JOB: Rewrite the records below as a JSON list of strings with one string per line, leaving out the blank lines.

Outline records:
▬▬▬▬▬▬▬▬▬▬
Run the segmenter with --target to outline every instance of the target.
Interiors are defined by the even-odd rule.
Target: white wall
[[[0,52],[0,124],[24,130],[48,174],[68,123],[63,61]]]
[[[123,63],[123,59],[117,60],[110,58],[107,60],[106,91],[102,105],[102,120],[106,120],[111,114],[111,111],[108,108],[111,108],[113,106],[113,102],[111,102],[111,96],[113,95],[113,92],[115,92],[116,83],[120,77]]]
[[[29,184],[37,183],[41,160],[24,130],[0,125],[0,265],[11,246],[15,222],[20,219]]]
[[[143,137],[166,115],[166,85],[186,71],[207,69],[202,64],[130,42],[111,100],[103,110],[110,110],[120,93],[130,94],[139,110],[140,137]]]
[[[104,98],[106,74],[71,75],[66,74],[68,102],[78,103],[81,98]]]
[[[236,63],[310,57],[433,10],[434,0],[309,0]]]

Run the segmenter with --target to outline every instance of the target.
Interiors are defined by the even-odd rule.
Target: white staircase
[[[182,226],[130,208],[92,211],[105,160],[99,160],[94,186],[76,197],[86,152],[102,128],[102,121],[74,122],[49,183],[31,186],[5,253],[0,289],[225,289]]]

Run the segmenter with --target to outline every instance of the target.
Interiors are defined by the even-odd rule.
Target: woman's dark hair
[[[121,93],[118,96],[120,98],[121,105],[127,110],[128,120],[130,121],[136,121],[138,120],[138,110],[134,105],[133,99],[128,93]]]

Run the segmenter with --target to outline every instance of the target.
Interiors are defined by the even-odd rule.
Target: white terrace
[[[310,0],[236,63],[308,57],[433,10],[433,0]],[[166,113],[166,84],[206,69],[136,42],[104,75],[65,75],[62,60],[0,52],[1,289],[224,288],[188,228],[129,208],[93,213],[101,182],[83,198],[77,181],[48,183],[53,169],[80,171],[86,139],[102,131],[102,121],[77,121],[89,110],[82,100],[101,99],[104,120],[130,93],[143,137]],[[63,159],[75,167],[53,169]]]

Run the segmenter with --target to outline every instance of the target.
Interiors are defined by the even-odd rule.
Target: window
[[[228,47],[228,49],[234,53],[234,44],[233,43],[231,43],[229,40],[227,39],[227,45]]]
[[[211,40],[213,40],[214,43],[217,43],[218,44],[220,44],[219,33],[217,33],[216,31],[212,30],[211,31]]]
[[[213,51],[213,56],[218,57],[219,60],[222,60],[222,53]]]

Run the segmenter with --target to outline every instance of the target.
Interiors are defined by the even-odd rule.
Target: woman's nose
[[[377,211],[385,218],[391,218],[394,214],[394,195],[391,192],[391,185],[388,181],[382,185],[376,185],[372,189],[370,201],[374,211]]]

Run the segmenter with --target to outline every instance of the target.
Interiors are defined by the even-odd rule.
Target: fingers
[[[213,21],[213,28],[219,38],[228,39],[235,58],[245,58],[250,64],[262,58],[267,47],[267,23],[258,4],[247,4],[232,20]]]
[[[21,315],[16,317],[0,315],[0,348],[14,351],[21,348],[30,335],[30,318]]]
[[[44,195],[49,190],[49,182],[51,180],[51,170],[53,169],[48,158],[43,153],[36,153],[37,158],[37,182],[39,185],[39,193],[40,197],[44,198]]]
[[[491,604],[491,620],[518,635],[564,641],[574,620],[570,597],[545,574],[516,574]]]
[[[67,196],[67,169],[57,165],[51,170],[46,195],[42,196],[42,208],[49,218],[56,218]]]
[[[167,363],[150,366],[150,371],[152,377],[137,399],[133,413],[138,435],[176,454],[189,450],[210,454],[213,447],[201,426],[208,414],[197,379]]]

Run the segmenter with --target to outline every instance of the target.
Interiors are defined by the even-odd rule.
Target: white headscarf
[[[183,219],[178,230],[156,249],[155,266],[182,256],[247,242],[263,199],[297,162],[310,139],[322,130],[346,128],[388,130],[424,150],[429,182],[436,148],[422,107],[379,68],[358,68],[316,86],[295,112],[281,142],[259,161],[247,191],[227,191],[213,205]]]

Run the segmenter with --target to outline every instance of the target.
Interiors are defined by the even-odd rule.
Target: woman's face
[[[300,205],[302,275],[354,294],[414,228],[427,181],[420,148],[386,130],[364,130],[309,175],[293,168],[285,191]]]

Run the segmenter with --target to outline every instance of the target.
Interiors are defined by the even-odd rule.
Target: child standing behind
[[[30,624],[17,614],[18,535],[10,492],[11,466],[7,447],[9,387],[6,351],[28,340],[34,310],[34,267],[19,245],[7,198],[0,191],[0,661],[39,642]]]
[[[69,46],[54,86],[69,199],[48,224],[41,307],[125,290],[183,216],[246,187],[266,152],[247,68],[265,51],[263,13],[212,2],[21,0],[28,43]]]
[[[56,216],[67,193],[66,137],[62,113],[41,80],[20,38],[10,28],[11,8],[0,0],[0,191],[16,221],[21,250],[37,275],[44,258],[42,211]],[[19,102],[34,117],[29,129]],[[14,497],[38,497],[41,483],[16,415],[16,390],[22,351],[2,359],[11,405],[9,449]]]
▬▬▬▬▬▬▬▬▬▬
EXERCISE ANSWER:
[
  "Run the segmenter with --target to outline every instance of the target.",
  "Interiors are defined by the even-odd rule.",
  "Target: white wall",
  "[[[0,52],[0,124],[24,130],[48,174],[68,123],[63,61]]]",
  "[[[123,63],[123,59],[117,60],[110,58],[107,60],[106,91],[102,105],[102,120],[106,120],[111,114],[111,111],[108,108],[111,108],[113,106],[113,102],[111,102],[111,96],[113,95],[113,92],[115,92],[116,83],[120,77]]]",
  "[[[29,184],[37,183],[41,160],[24,130],[0,125],[0,265],[11,246],[15,222],[20,219]]]",
  "[[[143,137],[166,115],[166,85],[186,71],[207,69],[202,64],[130,42],[111,100],[103,110],[110,110],[120,93],[130,94],[139,110],[140,137]]]",
  "[[[104,98],[106,74],[71,75],[66,74],[68,102],[78,103],[81,98]]]",
  "[[[236,63],[310,57],[433,10],[434,0],[309,0]]]",
  "Run the segmenter with --target to outline every instance of the target.",
  "Interiors are defined by the even-odd rule.",
  "Target: white staircase",
  "[[[182,226],[130,208],[92,211],[105,160],[99,160],[94,186],[76,197],[86,152],[102,128],[102,121],[74,122],[49,183],[31,186],[5,253],[0,289],[225,289]]]",
  "Run the segmenter with --target to outline every instance of the target.",
  "Interiors are defined by the even-odd rule.",
  "Target: woman's dark hair",
  "[[[121,93],[118,96],[120,98],[121,105],[127,110],[128,120],[130,121],[136,121],[138,120],[138,110],[134,105],[133,99],[128,93]]]",
  "Run the segmenter with --target to outline every instance of the target.",
  "Interiors are defined by the even-odd rule.",
  "Target: white terrace",
  "[[[310,0],[236,63],[308,57],[433,10],[433,0]],[[166,113],[166,84],[206,69],[136,42],[104,75],[65,75],[62,60],[0,52],[1,289],[224,288],[188,228],[129,208],[93,213],[101,182],[83,198],[77,181],[48,183],[53,169],[80,171],[86,139],[102,131],[102,121],[77,121],[89,110],[82,100],[101,99],[104,120],[130,93],[143,137]],[[63,159],[75,167],[53,169]]]",
  "Run the segmenter with --target to outline every instance of the target.",
  "Interiors are defined by the even-odd rule.",
  "Target: window",
  "[[[228,47],[228,49],[234,53],[234,44],[233,43],[231,43],[229,40],[227,39],[227,45]]]",
  "[[[211,40],[213,40],[214,43],[217,43],[218,44],[220,44],[219,33],[217,33],[216,31],[212,30],[211,31]]]",
  "[[[213,51],[213,56],[218,57],[219,60],[222,60],[222,53]]]",
  "Run the segmenter with --target to outline every instance of the target.",
  "Interiors are defined by the even-odd rule.",
  "Target: woman's nose",
  "[[[377,211],[385,218],[391,218],[394,214],[394,195],[391,192],[391,185],[388,181],[382,185],[376,185],[372,189],[370,201],[374,211]]]",
  "Run the segmenter with --target to outline every instance of the target.",
  "Interiors are defined by the even-odd rule.",
  "Target: fingers",
  "[[[213,21],[213,28],[219,38],[228,39],[235,58],[245,58],[250,64],[262,58],[267,47],[267,23],[258,4],[247,4],[232,20]]]",
  "[[[21,315],[16,317],[0,315],[0,348],[14,351],[21,348],[30,335],[30,318]]]",
  "[[[44,195],[49,190],[49,182],[51,180],[51,170],[53,169],[48,158],[43,153],[36,153],[37,158],[37,182],[39,185],[39,193],[40,197],[44,198]]]",
  "[[[491,604],[491,620],[518,635],[564,641],[574,620],[570,597],[545,574],[516,574]]]",
  "[[[67,196],[67,169],[57,165],[51,170],[46,195],[42,196],[42,208],[49,218],[56,218]]]",
  "[[[167,363],[150,366],[150,371],[152,377],[137,399],[133,413],[138,435],[176,454],[189,450],[210,454],[213,447],[201,426],[208,414],[197,379]]]",
  "Run the segmenter with --target to outline every instance of the target.",
  "Interiors are defined by the even-odd rule.",
  "Target: white headscarf",
  "[[[183,219],[178,230],[156,249],[155,266],[182,256],[247,242],[263,199],[297,162],[310,139],[322,130],[346,128],[388,130],[424,150],[429,182],[436,148],[422,107],[379,68],[358,68],[316,86],[295,112],[281,142],[259,161],[247,191],[227,191],[213,205]]]",
  "Run the segmenter with --target to outline every instance of the target.",
  "Interiors are defined by the even-odd rule.",
  "Target: woman's face",
  "[[[300,205],[302,275],[354,294],[414,228],[427,181],[420,148],[386,130],[364,130],[309,175],[293,168],[285,191]]]",
  "Run the segmenter with --target to outline every instance of the target.",
  "Interiors are defined by the even-odd rule.",
  "Target: child standing behind",
  "[[[30,624],[17,614],[18,535],[10,492],[11,466],[7,447],[9,387],[6,351],[28,340],[34,310],[34,267],[19,245],[7,198],[0,191],[0,661],[39,642]]]",
  "[[[69,46],[54,86],[69,199],[48,224],[41,307],[125,290],[183,216],[246,187],[266,152],[247,68],[265,51],[263,13],[212,2],[21,0],[28,43]]]",
  "[[[56,216],[67,193],[66,137],[62,113],[41,80],[20,38],[10,28],[11,8],[0,0],[0,191],[16,221],[21,250],[37,275],[44,258],[42,211]],[[19,102],[34,117],[29,129]],[[14,497],[38,497],[41,483],[16,415],[16,390],[22,351],[2,359],[11,405],[9,449]]]"
]